## What to work on
Only the lines from the one containing "Kindly mark the innermost point of each instance of the closed" through the final line of the material below should be output, exactly as they stand.

## Materials provided
──────────
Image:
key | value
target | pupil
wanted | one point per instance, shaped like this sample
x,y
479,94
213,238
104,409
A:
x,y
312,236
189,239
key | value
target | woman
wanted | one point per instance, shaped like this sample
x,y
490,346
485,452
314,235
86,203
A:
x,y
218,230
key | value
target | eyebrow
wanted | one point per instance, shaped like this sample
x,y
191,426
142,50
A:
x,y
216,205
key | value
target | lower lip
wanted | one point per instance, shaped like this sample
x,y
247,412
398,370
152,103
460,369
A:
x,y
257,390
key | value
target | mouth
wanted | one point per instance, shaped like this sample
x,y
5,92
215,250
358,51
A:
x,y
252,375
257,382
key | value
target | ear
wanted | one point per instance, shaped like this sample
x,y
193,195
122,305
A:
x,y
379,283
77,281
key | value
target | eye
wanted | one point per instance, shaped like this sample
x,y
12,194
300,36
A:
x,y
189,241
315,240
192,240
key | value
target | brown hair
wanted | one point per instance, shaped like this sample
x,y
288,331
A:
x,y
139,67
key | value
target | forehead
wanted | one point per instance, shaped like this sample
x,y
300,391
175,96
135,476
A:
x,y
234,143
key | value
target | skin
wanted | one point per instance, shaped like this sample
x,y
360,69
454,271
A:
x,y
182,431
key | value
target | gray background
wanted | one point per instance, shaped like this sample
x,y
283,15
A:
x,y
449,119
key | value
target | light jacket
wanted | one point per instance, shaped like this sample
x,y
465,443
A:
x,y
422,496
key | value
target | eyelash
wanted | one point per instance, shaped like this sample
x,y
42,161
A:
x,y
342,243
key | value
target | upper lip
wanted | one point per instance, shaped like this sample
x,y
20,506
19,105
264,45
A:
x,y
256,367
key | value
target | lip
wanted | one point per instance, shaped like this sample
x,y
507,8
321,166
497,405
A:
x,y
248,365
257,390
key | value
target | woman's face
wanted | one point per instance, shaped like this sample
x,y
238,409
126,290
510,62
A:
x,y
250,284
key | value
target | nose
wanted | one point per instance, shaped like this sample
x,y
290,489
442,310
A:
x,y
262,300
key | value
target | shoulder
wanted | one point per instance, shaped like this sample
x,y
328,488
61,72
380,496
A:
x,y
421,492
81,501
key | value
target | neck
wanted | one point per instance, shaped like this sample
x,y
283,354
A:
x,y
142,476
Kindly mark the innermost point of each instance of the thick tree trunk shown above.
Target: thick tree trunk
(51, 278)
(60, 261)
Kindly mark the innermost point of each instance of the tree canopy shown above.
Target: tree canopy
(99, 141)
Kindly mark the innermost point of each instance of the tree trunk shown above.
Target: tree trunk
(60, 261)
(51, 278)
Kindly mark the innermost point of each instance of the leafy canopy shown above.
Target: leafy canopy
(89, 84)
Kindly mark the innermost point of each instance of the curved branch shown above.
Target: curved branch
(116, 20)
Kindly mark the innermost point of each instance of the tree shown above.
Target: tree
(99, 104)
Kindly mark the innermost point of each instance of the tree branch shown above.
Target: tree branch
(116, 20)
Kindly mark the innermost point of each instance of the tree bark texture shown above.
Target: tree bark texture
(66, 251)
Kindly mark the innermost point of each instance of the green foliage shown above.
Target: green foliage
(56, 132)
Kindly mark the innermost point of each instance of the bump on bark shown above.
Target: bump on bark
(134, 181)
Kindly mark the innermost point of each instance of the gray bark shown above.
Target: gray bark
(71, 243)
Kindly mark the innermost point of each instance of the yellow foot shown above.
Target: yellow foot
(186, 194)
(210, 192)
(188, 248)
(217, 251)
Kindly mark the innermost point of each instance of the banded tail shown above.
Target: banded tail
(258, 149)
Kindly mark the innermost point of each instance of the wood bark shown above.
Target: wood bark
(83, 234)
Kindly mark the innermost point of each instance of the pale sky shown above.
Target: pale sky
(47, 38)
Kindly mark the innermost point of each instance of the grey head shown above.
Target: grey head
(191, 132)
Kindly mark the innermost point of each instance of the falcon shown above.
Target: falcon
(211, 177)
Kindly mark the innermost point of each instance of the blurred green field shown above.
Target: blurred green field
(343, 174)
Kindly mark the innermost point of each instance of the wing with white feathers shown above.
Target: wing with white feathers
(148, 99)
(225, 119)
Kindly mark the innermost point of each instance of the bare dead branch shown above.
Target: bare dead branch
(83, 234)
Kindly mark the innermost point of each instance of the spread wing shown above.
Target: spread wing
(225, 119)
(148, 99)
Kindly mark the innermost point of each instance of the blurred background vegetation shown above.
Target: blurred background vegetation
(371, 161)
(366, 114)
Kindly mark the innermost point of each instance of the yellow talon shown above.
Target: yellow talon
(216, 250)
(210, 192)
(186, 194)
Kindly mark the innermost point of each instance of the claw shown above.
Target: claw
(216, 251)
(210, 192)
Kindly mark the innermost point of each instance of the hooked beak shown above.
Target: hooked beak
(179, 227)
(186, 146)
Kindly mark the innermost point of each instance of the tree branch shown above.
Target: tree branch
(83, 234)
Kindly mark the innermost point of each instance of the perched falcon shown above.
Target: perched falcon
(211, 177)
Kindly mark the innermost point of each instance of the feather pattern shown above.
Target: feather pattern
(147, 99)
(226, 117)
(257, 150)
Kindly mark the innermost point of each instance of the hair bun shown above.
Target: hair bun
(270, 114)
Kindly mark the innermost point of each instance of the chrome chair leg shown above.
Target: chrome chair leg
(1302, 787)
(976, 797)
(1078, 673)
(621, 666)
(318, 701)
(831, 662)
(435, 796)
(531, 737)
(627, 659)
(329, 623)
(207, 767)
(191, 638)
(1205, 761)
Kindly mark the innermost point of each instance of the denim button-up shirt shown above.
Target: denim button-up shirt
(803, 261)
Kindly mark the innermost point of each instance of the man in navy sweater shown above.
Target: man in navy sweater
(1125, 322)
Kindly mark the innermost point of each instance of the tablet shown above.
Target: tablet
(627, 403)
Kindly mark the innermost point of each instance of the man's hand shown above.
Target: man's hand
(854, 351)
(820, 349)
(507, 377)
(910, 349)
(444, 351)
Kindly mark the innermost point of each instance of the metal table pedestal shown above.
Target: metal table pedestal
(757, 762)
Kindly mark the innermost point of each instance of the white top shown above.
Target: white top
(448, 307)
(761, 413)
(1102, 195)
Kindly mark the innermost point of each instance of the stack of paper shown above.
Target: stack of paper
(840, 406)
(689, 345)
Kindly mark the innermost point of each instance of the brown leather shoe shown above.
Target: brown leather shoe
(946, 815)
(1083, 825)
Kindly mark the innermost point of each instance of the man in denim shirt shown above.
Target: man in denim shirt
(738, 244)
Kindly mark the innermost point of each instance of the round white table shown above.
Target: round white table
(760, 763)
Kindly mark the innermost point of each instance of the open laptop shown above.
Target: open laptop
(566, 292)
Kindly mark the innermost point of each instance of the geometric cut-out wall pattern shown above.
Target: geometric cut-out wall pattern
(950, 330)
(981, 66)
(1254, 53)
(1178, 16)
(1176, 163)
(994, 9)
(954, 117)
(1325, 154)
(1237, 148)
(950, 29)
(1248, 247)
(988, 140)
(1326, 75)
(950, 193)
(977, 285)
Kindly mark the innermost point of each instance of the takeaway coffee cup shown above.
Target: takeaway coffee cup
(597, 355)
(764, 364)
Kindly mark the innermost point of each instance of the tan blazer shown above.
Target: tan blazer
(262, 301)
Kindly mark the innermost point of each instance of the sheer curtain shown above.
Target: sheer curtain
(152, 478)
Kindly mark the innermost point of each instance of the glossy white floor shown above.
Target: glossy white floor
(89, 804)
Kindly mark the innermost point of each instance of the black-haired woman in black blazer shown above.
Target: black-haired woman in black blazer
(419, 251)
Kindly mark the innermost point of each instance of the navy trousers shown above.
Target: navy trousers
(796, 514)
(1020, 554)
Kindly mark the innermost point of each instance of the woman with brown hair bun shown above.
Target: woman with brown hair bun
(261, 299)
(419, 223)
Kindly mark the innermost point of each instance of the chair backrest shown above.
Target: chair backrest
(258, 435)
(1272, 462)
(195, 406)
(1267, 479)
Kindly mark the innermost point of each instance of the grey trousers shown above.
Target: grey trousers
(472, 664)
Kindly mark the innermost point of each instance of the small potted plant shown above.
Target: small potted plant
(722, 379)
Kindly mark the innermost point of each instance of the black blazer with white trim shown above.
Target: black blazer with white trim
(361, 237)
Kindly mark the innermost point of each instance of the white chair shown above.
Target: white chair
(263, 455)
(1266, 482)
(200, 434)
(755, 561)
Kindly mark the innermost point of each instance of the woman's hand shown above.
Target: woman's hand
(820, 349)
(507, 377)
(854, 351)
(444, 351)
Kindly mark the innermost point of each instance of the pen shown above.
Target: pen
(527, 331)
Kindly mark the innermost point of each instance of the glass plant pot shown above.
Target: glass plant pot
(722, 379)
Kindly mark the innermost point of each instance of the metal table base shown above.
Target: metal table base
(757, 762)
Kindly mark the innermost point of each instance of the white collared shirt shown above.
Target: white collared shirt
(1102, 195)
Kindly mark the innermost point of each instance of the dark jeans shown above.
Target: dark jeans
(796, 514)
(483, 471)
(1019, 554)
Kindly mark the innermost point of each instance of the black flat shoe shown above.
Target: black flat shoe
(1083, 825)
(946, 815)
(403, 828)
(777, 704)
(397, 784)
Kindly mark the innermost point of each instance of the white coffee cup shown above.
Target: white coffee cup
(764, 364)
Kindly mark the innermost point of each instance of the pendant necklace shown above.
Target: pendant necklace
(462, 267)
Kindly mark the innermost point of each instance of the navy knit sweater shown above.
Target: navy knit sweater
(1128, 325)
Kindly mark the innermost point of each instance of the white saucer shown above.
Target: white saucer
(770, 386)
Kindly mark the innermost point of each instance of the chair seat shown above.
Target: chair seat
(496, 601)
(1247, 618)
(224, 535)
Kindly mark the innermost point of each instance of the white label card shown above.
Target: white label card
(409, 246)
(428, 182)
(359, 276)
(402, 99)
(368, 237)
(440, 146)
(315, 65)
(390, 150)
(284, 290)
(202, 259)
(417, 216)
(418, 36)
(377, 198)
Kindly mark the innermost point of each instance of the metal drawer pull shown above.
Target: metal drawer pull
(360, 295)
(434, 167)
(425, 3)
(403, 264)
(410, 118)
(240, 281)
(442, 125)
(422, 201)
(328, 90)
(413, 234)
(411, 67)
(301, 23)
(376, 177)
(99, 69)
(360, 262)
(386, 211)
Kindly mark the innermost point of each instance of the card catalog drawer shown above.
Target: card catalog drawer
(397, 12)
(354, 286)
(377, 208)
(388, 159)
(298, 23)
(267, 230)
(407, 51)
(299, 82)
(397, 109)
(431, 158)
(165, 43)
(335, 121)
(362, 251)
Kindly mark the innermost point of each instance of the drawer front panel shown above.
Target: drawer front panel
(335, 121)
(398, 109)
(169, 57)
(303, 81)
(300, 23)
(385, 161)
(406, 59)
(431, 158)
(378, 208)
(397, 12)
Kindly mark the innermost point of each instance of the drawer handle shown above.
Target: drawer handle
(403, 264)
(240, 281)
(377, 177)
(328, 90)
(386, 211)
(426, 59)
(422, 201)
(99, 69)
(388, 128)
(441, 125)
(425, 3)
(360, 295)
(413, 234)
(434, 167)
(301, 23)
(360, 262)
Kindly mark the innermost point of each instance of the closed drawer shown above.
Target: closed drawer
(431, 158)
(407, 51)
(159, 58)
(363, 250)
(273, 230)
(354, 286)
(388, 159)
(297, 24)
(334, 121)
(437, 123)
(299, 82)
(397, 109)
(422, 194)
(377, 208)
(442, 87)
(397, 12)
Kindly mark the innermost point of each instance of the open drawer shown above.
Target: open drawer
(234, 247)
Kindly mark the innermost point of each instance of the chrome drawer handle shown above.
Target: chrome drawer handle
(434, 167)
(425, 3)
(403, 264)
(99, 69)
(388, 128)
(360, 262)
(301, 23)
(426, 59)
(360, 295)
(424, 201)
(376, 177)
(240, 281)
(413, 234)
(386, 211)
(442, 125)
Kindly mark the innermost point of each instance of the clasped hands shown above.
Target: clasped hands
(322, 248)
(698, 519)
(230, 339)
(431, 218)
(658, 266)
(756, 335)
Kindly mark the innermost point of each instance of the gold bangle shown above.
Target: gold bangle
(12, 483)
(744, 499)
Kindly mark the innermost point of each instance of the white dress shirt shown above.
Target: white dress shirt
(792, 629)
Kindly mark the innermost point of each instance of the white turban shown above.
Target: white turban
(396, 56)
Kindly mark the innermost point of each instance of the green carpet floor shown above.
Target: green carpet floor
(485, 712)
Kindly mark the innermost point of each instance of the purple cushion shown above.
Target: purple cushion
──────────
## Task solution
Kindly mark the innermost point of each instance of the closed drawer shown above.
Target: closed drawer
(431, 158)
(407, 51)
(159, 58)
(363, 250)
(273, 230)
(354, 286)
(388, 159)
(297, 24)
(334, 121)
(437, 123)
(299, 82)
(397, 109)
(422, 194)
(377, 208)
(442, 87)
(397, 12)
Kindly mark the innermost point of each instance of the open drawer shown above.
Target: open drawer
(234, 247)
Kindly mark the innermost point of each instance of the chrome drawer handle shown above.
Target: chrome drawer handle
(434, 167)
(425, 3)
(403, 264)
(99, 69)
(388, 128)
(360, 262)
(301, 23)
(426, 59)
(360, 295)
(424, 201)
(376, 177)
(240, 281)
(413, 234)
(386, 211)
(442, 125)
Kindly mark the innermost point of each instance of the clasped hands shown above.
Target: clasped hands
(322, 248)
(698, 519)
(230, 339)
(431, 218)
(658, 266)
(756, 335)
Kindly mark the innermost point of each instance of the gold bangle shown above.
Target: gold bangle
(12, 483)
(744, 499)
Kindly mark the innermost point of each instance of the white dress shirt shown above.
Target: white dress shirt
(792, 629)
Kindly mark the innermost point of each instance of the white turban shown above.
Target: white turban
(396, 56)
Kindly mark the innermost point of each instance of the green carpet floor shown above.
Target: green carpet floor
(485, 712)
Kindly mark the innermost point of each instance of the purple cushion shown above.
Target: purple cushion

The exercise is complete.